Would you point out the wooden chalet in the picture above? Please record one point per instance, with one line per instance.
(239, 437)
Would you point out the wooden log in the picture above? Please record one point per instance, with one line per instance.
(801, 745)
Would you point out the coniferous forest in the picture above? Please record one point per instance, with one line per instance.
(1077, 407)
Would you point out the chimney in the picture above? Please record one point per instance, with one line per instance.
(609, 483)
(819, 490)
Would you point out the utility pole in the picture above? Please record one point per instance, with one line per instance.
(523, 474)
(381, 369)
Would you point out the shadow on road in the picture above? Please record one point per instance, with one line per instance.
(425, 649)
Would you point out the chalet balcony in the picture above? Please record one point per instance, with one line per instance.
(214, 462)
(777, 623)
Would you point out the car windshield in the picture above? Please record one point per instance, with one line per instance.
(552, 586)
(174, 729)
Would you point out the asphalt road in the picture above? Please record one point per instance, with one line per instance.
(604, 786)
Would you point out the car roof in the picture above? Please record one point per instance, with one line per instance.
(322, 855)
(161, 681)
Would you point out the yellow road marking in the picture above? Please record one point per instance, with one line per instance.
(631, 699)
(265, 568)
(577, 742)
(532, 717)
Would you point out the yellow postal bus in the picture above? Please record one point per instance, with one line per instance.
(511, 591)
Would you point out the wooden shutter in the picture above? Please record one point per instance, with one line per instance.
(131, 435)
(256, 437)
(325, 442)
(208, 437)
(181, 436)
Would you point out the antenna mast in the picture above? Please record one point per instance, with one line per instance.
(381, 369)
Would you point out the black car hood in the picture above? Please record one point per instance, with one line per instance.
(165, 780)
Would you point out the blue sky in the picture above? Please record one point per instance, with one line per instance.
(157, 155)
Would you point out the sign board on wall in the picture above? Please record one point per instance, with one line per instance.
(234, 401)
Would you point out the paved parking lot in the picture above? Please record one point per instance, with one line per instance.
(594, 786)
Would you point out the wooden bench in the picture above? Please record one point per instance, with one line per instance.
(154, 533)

·····

> **To be done**
Copy the material word for word, starting with the line that contains "Would you point out the chalet" and continuing through its final line.

> **Exercise output**
Would you point out the chalet balcony in the picture above? Please record one point per instance, with one line per instance.
(214, 462)
(777, 623)
Would you point out the car windshield in the picture above? Please record one point per instance, with one line per instance.
(552, 586)
(174, 729)
Would you point out the asphalt road in the picture above? Please record one point per instance, with one line per instance.
(604, 786)
Would you point out the car roof in the picture above? Please record one point per instance, with one line per instance.
(322, 855)
(161, 681)
Would you point out the yellow road marking in the picture above? Please record one point per instance, with one line per instance.
(631, 699)
(265, 568)
(577, 742)
(532, 717)
Would you point out the yellow postal bus in the picture above? Please record one point per instance, with one line per instance.
(511, 591)
Would you point out the wooden shutter in the picture above? Please record one point per instance, with one line per instance.
(131, 435)
(256, 437)
(325, 442)
(208, 437)
(181, 436)
Would you point out the antenna mast in the picture above? Please record one point per instance, with one line per instance.
(381, 369)
Would you point out the black car hood in the picture above? Please record one point per instance, with one line per instance.
(165, 780)
Would you point out the blue sky in the picture above? Please record one point per instance, with one line per instance.
(157, 155)
Would you point out the sign board on wall in the picture above? Please record one point per instance, with one line per instance.
(234, 401)
Would you point out the paved parking lot in the picture above? Please record one point per instance, with one line per instance.
(594, 786)
Would you point out the wooden bench in the picture above? Please record one point per instance, with one line per instance.
(154, 533)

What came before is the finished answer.